Content starts

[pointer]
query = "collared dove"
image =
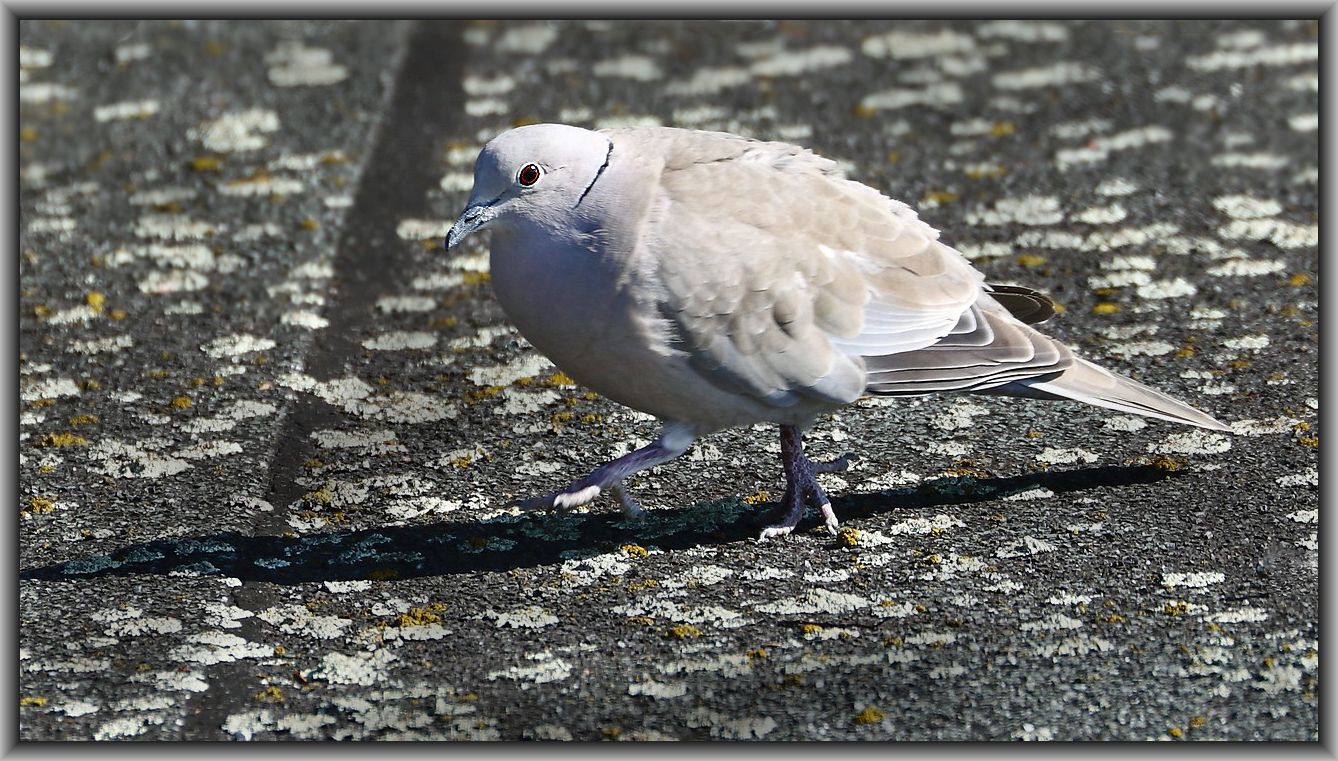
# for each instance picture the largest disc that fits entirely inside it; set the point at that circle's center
(715, 281)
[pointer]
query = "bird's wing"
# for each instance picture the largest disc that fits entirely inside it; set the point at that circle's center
(776, 276)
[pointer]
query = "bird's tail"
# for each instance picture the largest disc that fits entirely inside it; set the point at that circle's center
(1084, 381)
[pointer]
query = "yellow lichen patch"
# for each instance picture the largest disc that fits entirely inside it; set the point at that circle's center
(684, 631)
(486, 392)
(40, 504)
(60, 440)
(757, 496)
(871, 714)
(323, 495)
(420, 615)
(270, 694)
(1175, 607)
(847, 536)
(634, 550)
(205, 163)
(993, 173)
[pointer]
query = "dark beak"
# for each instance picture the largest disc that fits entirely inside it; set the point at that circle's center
(471, 220)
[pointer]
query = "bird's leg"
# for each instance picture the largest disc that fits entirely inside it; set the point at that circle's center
(673, 440)
(800, 486)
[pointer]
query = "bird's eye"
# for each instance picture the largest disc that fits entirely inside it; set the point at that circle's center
(527, 175)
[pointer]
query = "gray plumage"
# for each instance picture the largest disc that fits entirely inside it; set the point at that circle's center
(717, 281)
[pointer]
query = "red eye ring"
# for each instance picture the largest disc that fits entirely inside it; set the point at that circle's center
(527, 175)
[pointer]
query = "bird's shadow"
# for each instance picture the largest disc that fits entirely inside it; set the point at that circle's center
(533, 539)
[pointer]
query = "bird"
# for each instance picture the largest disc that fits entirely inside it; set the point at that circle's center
(716, 281)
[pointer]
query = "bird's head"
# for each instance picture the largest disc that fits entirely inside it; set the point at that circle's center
(531, 175)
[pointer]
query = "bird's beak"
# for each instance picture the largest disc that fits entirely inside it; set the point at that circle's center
(474, 217)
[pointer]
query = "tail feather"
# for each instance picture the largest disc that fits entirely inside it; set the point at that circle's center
(1084, 381)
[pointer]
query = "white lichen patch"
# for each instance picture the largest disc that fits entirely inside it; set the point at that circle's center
(1141, 348)
(939, 94)
(1277, 232)
(1192, 443)
(818, 601)
(261, 186)
(523, 367)
(50, 388)
(296, 64)
(1250, 161)
(903, 46)
(795, 62)
(1251, 343)
(1101, 214)
(1192, 579)
(122, 460)
(1024, 210)
(1239, 615)
(237, 345)
(299, 619)
(406, 304)
(400, 341)
(1067, 456)
(660, 690)
(1099, 149)
(1278, 55)
(237, 131)
(125, 110)
(1307, 478)
(545, 668)
(1052, 75)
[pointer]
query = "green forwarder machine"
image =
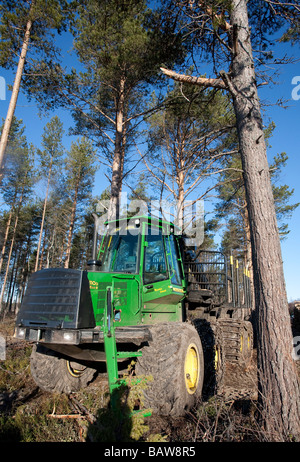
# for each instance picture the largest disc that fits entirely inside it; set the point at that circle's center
(180, 314)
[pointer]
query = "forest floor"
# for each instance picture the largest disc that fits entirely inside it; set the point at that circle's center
(28, 414)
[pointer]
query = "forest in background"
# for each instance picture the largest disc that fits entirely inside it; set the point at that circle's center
(158, 139)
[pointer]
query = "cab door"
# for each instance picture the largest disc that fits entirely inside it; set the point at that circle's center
(161, 300)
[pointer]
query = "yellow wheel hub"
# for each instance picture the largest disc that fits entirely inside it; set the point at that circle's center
(76, 370)
(191, 369)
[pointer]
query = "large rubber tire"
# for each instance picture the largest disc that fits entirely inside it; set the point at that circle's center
(214, 356)
(174, 359)
(238, 340)
(56, 374)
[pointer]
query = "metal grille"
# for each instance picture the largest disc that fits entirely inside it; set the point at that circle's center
(56, 297)
(208, 272)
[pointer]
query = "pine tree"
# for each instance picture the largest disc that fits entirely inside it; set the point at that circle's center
(80, 173)
(50, 159)
(25, 24)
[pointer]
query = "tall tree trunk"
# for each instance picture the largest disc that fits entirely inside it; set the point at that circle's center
(5, 238)
(15, 93)
(71, 227)
(279, 392)
(11, 246)
(278, 384)
(43, 219)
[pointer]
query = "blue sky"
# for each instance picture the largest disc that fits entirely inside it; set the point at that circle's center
(285, 139)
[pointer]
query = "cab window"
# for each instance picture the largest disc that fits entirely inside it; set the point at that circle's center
(155, 267)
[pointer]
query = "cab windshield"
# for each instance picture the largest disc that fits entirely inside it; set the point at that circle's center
(119, 253)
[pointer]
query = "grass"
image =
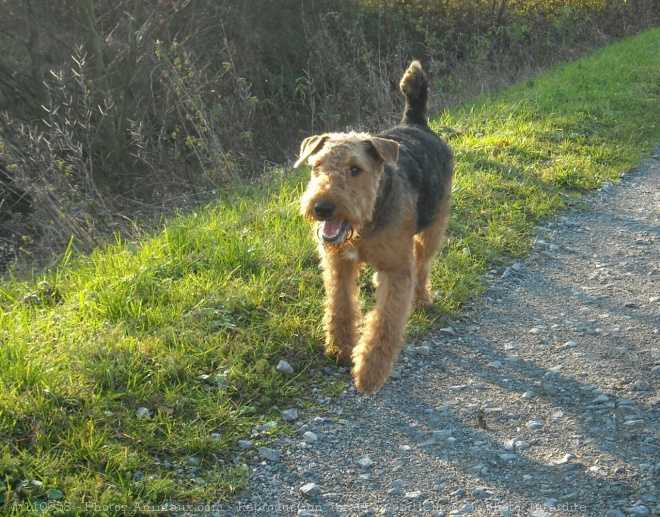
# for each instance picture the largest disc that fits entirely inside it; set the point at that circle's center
(185, 328)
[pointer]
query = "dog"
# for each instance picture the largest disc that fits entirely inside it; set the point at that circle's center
(381, 200)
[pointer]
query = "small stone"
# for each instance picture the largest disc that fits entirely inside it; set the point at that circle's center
(565, 459)
(482, 493)
(366, 462)
(290, 415)
(310, 490)
(310, 437)
(427, 443)
(265, 427)
(284, 367)
(270, 454)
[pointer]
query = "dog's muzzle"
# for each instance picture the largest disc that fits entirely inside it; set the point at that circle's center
(331, 231)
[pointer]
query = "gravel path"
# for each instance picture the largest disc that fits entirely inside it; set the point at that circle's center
(543, 399)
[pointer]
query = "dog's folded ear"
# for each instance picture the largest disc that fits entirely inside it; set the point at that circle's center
(383, 150)
(310, 146)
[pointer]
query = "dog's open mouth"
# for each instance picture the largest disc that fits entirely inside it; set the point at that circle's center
(334, 232)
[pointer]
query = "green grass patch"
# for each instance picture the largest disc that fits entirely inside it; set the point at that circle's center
(128, 375)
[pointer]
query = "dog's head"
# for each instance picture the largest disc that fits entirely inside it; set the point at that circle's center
(346, 171)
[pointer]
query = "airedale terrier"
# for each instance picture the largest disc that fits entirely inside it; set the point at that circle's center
(382, 200)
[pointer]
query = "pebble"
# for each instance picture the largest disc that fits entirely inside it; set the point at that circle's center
(366, 462)
(483, 493)
(310, 490)
(284, 367)
(270, 454)
(290, 415)
(142, 412)
(310, 437)
(265, 427)
(427, 443)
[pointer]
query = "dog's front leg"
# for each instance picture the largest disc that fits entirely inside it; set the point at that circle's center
(384, 329)
(342, 307)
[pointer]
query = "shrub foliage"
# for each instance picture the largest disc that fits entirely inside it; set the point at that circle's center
(113, 108)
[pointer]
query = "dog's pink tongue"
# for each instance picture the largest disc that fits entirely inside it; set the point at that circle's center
(331, 229)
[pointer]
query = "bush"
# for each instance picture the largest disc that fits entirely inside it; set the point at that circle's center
(114, 109)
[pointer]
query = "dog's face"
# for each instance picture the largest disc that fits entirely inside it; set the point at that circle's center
(342, 191)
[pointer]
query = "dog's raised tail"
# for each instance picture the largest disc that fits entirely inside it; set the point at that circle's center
(414, 85)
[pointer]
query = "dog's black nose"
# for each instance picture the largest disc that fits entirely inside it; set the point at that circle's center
(324, 210)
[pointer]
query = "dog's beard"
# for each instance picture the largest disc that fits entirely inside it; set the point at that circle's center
(334, 232)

Content ends

* DESCRIPTION OF THE TASK: The task requires that every line above be transcribed exactly, without the images.

* SOLVED PROBLEM:
[pointer]
query = "collared dove"
image =
# for each instance picture the largest disc that fits entirely inside it; set the point at that circle's center
(715, 281)
[pointer]
query = "bird's wing"
# for each instance picture the largest disc that fits entirely inside it; set the point at that circle's center
(776, 276)
[pointer]
query = "bird's tail"
# for each instance picture the largest disc that fits entirely inside it; set the point at that circle's center
(1084, 381)
[pointer]
query = "yellow lichen patch"
# for each instance picture the largest disc that fits entirely inside it; set the point at that circle's center
(684, 631)
(486, 392)
(40, 504)
(60, 440)
(757, 496)
(871, 714)
(323, 495)
(420, 615)
(270, 694)
(1175, 607)
(847, 536)
(634, 550)
(205, 163)
(993, 173)
[pointer]
query = "dark beak"
# for each instance picture the largest disc that fits entirely inside it; set the point at that circle's center
(471, 220)
[pointer]
query = "bird's leg"
# for each instance picture the largest disc that fits entirely inside it; set the point at that circle's center
(673, 440)
(800, 486)
[pointer]
query = "bird's eye"
# for each instance picture the largest disc that fits entirely inside it; set the point at that circle's center
(527, 175)
[pointer]
query = "gray plumage"
# for each instance picture the largest disc that fits entirely inside it; set the point at that circle's center
(717, 281)
[pointer]
query = "red eye ring"
# for each instance picture the largest disc that fits entirely inside it; set the point at that circle's center
(527, 175)
[pointer]
query = "bird's shadow"
# for each instance picture the largest disc that fits entirely inside it; set the point at that circle's center
(533, 539)
[pointer]
query = "bird"
# for each instance picture the largest disc that fits entirely inside it; set the point at that circle's center
(716, 281)
[pointer]
query = "bird's head"
# for each instance picture the largest disc that fits entirely inside it; set the point at that circle's center
(531, 175)
[pointer]
query = "bird's beak"
# for each instance picture the largest disc that fits entirely inside it; set the point at that circle's center
(474, 217)
[pointer]
query = "tail feather"
# for each instance picture the largest disc that fits entirely inside it; set the point at that circle's center
(1084, 381)
[pointer]
query = "white lichen patch"
# for each instance picture the largest disc that fits entirely inside it; set the point at that circle's center
(1141, 348)
(939, 94)
(1277, 232)
(1192, 443)
(818, 601)
(261, 186)
(523, 367)
(50, 388)
(296, 64)
(1250, 161)
(903, 46)
(795, 62)
(1251, 343)
(1101, 214)
(1192, 579)
(122, 460)
(1024, 210)
(1239, 615)
(237, 345)
(299, 619)
(406, 304)
(400, 341)
(1067, 456)
(660, 690)
(1099, 149)
(1278, 55)
(237, 131)
(125, 110)
(1307, 478)
(545, 668)
(1052, 75)
[pointer]
query = "green forwarder machine"
image =
# for each instance picture the largest disc that fits entirely inside it; set the point at that circle's center
(180, 314)
[pointer]
query = "forest floor"
# for each instance picture the largest disc that fits entirely inside it; set the point at that circle's center
(28, 414)
[pointer]
query = "forest in background"
# for each instance picture the largest disc that fits entirely inside it; set the point at that circle's center
(158, 139)
[pointer]
query = "cab door"
# for each instance picture the largest disc that fits entirely inside it; set the point at that circle's center
(161, 300)
[pointer]
query = "yellow wheel hub"
# for each instance picture the largest disc that fits entirely inside it; set the point at that circle's center
(76, 370)
(191, 369)
[pointer]
query = "large rubber tire"
# for each instance picture the largest disc that fits entirely inside it; set the point at that circle's center
(214, 356)
(174, 359)
(238, 340)
(56, 374)
[pointer]
query = "metal grille"
# for each instance picture the largest disc that fits entirely inside it; set the point at that circle's center
(56, 297)
(208, 272)
[pointer]
query = "pine tree"
# for each instance picture the largest disc that fits entirely inside it; set the point at that circle's center
(80, 173)
(50, 159)
(25, 24)
[pointer]
query = "tall tree trunk"
# for each instance picture the largest disc that fits entirely inside it; set the point at that circle's center
(5, 238)
(15, 93)
(71, 227)
(279, 392)
(11, 246)
(278, 384)
(43, 219)
[pointer]
query = "blue sky"
# for each instance picture the largest disc that fits entirely inside it; set the point at that circle's center
(285, 139)
[pointer]
query = "cab window"
# for each instance picture the largest disc that fits entirely inside it; set the point at that circle's center
(155, 267)
[pointer]
query = "cab windshield"
# for each instance picture the largest disc that fits entirely inside it; set the point at that circle's center
(119, 253)
[pointer]
query = "grass"
image =
# for each instance picture the largest disc that fits entirely inside it; set the point at that circle's center
(185, 328)
[pointer]
query = "dog"
# for each instance picture the largest disc that fits entirely inside it; set the point at that circle's center
(381, 200)
[pointer]
query = "small stone"
# for each instance picture the largest disc that fits entirely inside it; set the point at that circle's center
(565, 459)
(482, 493)
(366, 462)
(290, 415)
(310, 490)
(310, 437)
(427, 443)
(265, 427)
(284, 367)
(270, 454)
[pointer]
query = "dog's muzzle"
# for each instance picture the largest disc that fits entirely inside it; set the point at that circle's center
(331, 231)
[pointer]
query = "gravel path"
# for each instance picture the largest disc that fits entirely inside it; set the point at that circle's center
(543, 399)
[pointer]
query = "dog's folded ear"
# for each instance picture the largest disc that fits entirely inside it; set the point at that circle's center
(383, 150)
(310, 146)
[pointer]
query = "dog's open mouth"
# for each instance picture the largest disc that fits entirely inside it; set the point at that circle's center
(334, 232)
[pointer]
query = "green grass patch"
# for each instance picture the largest disc that fits entirely inside it; set the point at that circle's center
(128, 375)
[pointer]
query = "dog's head"
# for each instance picture the largest disc that fits entirely inside it; set the point at that circle's center
(346, 171)
[pointer]
query = "airedale terrier"
# for each instance picture the largest disc that fits entirely inside it; set the point at that circle's center
(382, 200)
[pointer]
query = "pebble"
# for each instance picture the largest disc that fits entirely inside it; set the point at that circle's center
(366, 462)
(483, 493)
(310, 490)
(284, 367)
(270, 454)
(290, 415)
(142, 412)
(310, 437)
(265, 427)
(427, 443)
[pointer]
query = "dog's front leg"
# for each instance picture the largest disc that fits entirely inside it; set the point at that circle's center
(384, 329)
(342, 307)
[pointer]
query = "shrub foliage"
# for each instance picture the largest disc that fits entirely inside it; set the point at that circle's center
(113, 108)
[pointer]
query = "dog's pink tongue"
# for each instance picture the largest disc that fits entirely inside it; set the point at that circle's center
(331, 229)
[pointer]
query = "bush"
# for each instance picture the largest disc that fits entirely inside it; set the point at that circle's center
(114, 109)
[pointer]
query = "dog's face"
# for each instance picture the largest disc that fits entirely inside it; set the point at that circle's center
(342, 191)
[pointer]
query = "dog's raised tail"
# for each instance picture the largest disc that fits entirely inside it; set the point at that circle's center
(414, 85)
[pointer]
query = "dog's black nose"
# for each instance picture the largest disc that fits entirely inside it; set the point at that circle's center
(324, 210)
[pointer]
query = "dog's beard"
# for each instance picture the largest disc that fits entirely inside it; set the point at that circle's center
(334, 232)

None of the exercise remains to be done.